**** PASSAGE SHOWN ****
# How brilliant computer scientists solved the Bermuda Triangle mystery



## Zic (Dec 30, 2009)

Looks like the cause of lost of accidents in Bermuda Triangle hadn't been aliens, ghosts nor a deity, the evidence points to methane. 
Article


> The evidence for this astounding new insight into a mystery that's bedeviled the world is laid out in a research paper published in the American Journal of Physics.
> 
> Professor Joseph Monaghan researched the hypothesis with honor student David May at the Monash University in Melbourne, Australia.
> 
> ...


----------



## Miss Scarlet (Jul 26, 2010)

I actually saw a thing on that on the history channel and they disproved that theory.


----------



## michaelk (Aug 12, 2010)

I heard about this on a radio show. Very cool stuff.

Though I believe the theory to be correct, they haven't actually tested this, have they? Doing so seems like it'd be rather involved. Would probably involve satellite imaging and spectrometry.


----------



## Just_Some_Guy (Oct 8, 2009)

ENTJwillruletheworld said:


> I actually saw a thing on that on the history channel and they disproved that theory.


I saw that one too. Minute amounts of methane caused a certain military aircraft's engine to shut down. They were also speculating that massive releases of methane could cause waves that would sink unprepared ships that saw calm seas and blue skies.


----------



## Miss Scarlet (Jul 26, 2010)

EmotionallyTonedGeometry said:


> I saw that one too. Minute amounts of methane caused a certain military aircraft's engine to shut down. They were also speculating that massive releases of methane could cause waves that would sink unprepared ships that saw calm seas and blue skies.


Yeah but they tested some of those theory's and none of them worked. They also mentioned that there is just as much methane in that part of the ocean than in the rest of the ocean so there isn't any reason to think that's what's causing it.


----------



## timeless (Mar 20, 2010)

EmotionallyTonedGeometry said:


> They were also speculating that massive releases of methane could cause waves that would sink unprepared ships that saw calm seas and blue skies.


Sounds like a great power for a superhero.


----------



## Just_Some_Guy (Oct 8, 2009)

ENTJwillruletheworld said:


> Yeah but they tested some of those theory's and none of them worked. They also mentioned that there is just as much methane in that part of the ocean than in the rest of the ocean so there isn't any reason to think that's what's causing it.
**** DATA ****
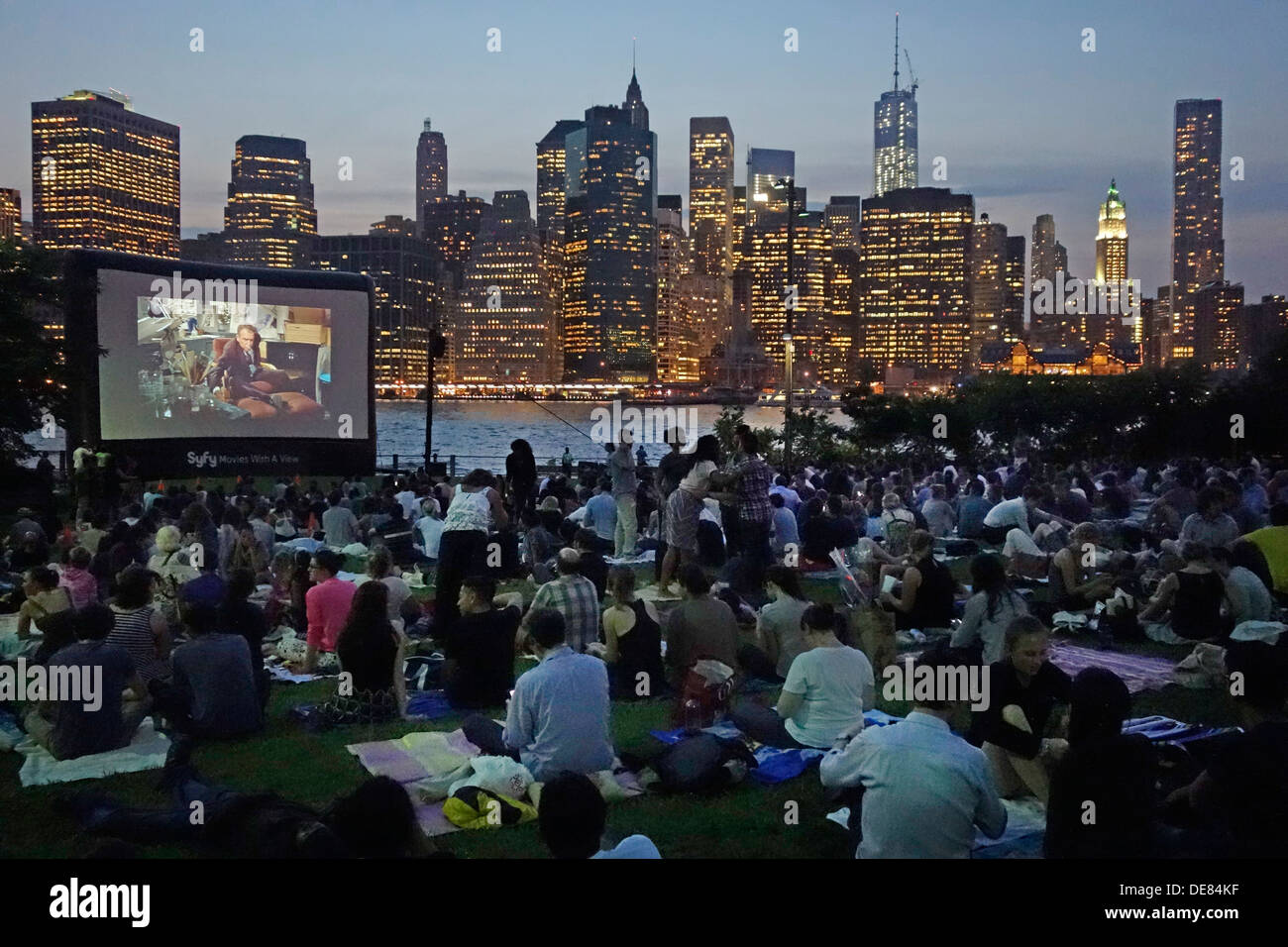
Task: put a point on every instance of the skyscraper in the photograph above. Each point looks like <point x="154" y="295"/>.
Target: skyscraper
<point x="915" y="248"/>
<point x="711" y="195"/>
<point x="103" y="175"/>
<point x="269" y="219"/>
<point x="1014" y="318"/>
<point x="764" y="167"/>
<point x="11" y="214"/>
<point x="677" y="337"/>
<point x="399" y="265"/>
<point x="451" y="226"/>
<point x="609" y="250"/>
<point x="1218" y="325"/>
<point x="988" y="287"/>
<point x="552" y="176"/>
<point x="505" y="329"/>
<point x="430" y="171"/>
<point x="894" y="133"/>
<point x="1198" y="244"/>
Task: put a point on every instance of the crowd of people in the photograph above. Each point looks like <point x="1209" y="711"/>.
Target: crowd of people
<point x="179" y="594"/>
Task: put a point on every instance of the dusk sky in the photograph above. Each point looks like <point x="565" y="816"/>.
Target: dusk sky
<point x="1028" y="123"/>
****
**** DATA ****
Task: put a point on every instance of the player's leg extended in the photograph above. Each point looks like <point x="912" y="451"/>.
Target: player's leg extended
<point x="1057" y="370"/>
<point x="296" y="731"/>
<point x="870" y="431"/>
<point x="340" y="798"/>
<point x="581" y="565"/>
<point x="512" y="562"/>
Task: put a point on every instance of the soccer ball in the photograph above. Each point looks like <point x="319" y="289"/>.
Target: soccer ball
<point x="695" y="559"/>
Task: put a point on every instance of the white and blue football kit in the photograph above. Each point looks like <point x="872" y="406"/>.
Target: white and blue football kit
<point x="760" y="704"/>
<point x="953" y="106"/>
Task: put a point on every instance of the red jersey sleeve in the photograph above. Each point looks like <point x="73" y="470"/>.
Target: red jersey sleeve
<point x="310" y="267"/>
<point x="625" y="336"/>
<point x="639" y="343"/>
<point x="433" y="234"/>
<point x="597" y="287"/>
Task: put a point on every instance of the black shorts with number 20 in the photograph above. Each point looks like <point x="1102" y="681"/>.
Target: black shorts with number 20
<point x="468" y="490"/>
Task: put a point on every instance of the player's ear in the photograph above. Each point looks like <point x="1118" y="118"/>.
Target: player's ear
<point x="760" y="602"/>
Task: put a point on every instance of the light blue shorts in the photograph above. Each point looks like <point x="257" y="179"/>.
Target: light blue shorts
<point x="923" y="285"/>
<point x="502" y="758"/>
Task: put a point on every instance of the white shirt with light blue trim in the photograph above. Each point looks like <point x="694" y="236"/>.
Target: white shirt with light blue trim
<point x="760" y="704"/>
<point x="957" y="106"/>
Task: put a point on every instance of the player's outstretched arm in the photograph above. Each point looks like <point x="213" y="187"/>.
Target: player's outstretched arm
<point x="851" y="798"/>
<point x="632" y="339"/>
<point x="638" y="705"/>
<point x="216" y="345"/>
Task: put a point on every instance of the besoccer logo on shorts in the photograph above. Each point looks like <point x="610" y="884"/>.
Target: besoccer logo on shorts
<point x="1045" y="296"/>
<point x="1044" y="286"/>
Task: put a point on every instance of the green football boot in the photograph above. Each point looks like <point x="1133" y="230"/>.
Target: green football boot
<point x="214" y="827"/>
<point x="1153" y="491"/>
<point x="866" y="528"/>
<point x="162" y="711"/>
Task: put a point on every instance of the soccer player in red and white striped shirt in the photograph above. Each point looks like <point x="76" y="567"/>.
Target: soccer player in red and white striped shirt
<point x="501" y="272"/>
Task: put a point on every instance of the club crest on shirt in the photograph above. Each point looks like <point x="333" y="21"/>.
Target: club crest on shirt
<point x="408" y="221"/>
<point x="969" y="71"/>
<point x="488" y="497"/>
****
TASK INSTRUCTIONS –
1. Copy the stretch of the Bermuda Triangle thread from "Though I believe" through "imaging and spectrometry." word for word.
2. Answer these questions from the Bermuda Triangle thread:
(a) In which journal was the research paper published?
(b) In what city and country is Monash University?
(c) According to michaelk, what would testing the theory probably involve?
The records have no connection to the Bermuda Triangle thread.

ANSWERS TO THE TASKS –
1.
Though I believe the theory to be correct, they haven't actually tested this, have they? Doing so seems like it'd be rather involved. Would probably involve satellite imaging and spectrometry.

2.
(a) The American Journal of Physics.
(b) Melbourne, Australia.
(c) Satellite imaging and spectrometry.